> Passage provided:
[start]

FIG. 2A is a flow diagram of a client interaction with the photo uploader tool. 

FIG. 2B illustrates a Yahoo! Photos ™ web page with the photo uploader feature. 

FIG. 2C illustrates a Yahoo! Photos ™ web page with the photo uploader feature once 
files are selected for uploading. 

FIG. 3 is a flow diagram illustrating operations of the leamed upload time estimate 
module. 

DETAILED DESCRIPTION 

[00011] The present invention is base, in part, on the observation that historical 
uploading information can facilitate leamed upload time estimates. This principle is applied in a 
new model of a downloadable web tool for establishing upload time estimates. The new model 
facilitates a more realistic upload time estimate feedback to the user of the Photos web site. The 
web tool with the new module is designed to address the aforementioned need and it is referred 
to as the "photo uploader" tool. 

[00012] As noted, the salient issue in estimating upload time is the ability to more 
accurately determine the transfer rate of data. Transfer rate (or baud rate) is the speed with 
which data can be transmitted between two connected devices; and throughput is the amount of 
data transferred or processed in a specified amount of time. Data rates are often measured in 
kilobytes (thousand bytes), megabits (million bits), or megabytes (million bytes) per second.

[end]

> Provided material:
[start]

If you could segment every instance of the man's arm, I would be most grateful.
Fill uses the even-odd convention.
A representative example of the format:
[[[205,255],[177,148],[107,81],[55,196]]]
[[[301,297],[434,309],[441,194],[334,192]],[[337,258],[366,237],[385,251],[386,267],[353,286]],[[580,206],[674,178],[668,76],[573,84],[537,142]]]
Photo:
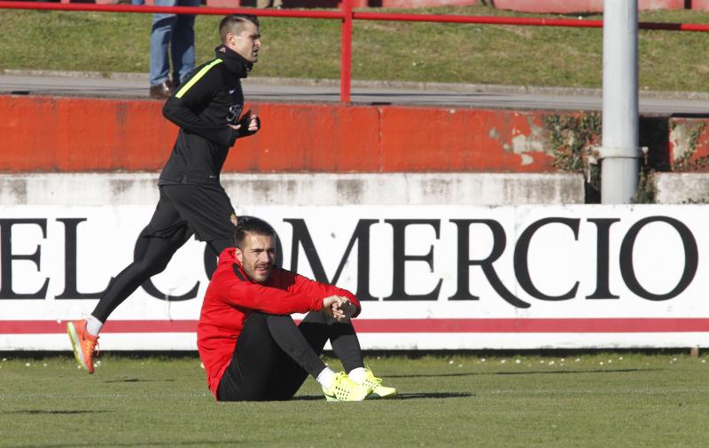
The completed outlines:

[end]

> Requirements:
[A] In the patent excerpt about upload time estimates, how is throughput defined?
[B] Return the part of the patent excerpt about upload time estimates starting with "FIG. 2A is a" and going on through "selected for uploading.".

> Correct answers:
[A] Throughput is the amount of data transferred or processed in a specified amount of time.

[B]
FIG. 2A is a flow diagram of a client interaction with the photo uploader tool. 

FIG. 2B illustrates a Yahoo! Photos ™ web page with the photo uploader feature. 

FIG. 2C illustrates a Yahoo! Photos ™ web page with the photo uploader feature once 
files are selected for uploading.